━━━━━ Source

- English version artwork

Studio album by Anggun
- Released: 22 February 2005
- Recorded: 2004–2006
- Genre: Pop, rock
- Length: 50:08 (English version) 57:13 (French version)
- Language: French; English;
- Label: Heben Music
- Producer: Jean-Pierre Taïeb, FB Cool, Frédéric Jaffré, Lolly, Niels Brinck, Teetoff

Anggun chronology
| Open Hearts (2002) | Luminescence (2005) | Best Of (2006) |

Alternative cover
- French version artwork

Singles from Luminescence
- "In Your Mind" Released: 30 January 2005; "Undress Me" Released: 13 May 2005; "Saviour" Released: 10 August 2005; "I'll Be Alright" Released: 16 October 2006; "A Crime" Released: 19 February 2007;

= Luminescence (album) =

Luminescence is the third international studio album by Anggun. The French-language version was released in France on 22 February 2005, while English-language version, also with the same title, was first released in Italy on 18 May 2005. The album was later repackaged in August 2006 as Luminescence: Special Edition with three brand new songs. Following her departure from Columbia Records in 2003, Anggun signed a recording contract with Heben Music. The album features production by several musicians, including Jean-Pierre Taïeb, Frédéric Jaffré and Niels Brinck. Anggun co-wrote music and lyrics of the entire album, except two tracks on the French version.

━━━━━━━━━━

■ **What you need to do**
A. In the Luminescence album article, what do you get if you copy the passage between "Luminescence is the" and "the French version.", inclusive, and swap "Heben Music" for "Universal Music"?
B. According to the Luminescence album article, where and when was the English-language version first released?

━━━━━ Given data

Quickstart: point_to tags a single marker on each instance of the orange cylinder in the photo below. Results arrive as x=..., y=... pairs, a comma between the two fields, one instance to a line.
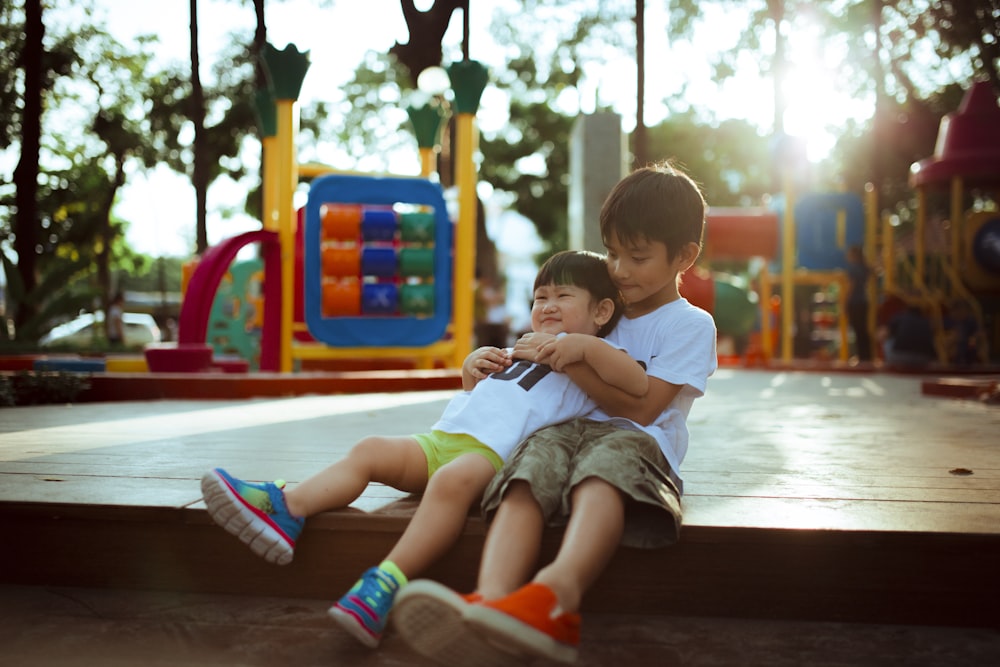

━━━━━━━━━━

■ **Solutions to the exercise**
A.
Luminescence is the third international studio album by Anggun. The French-language version was released in France on 22 February 2005, while English-language version, also with the same title, was first released in Italy on 18 May 2005. The album was later repackaged in August 2006 as Luminescence: Special Edition with three brand new songs. Following her departure from Columbia Records in 2003, Anggun signed a recording contract with Universal Music. The album features production by several musicians, including Jean-Pierre Taïeb, Frédéric Jaffré and Niels Brinck. Anggun co-wrote music and lyrics of the entire album, except two tracks on the French version.

B. In Italy on 18 May 2005.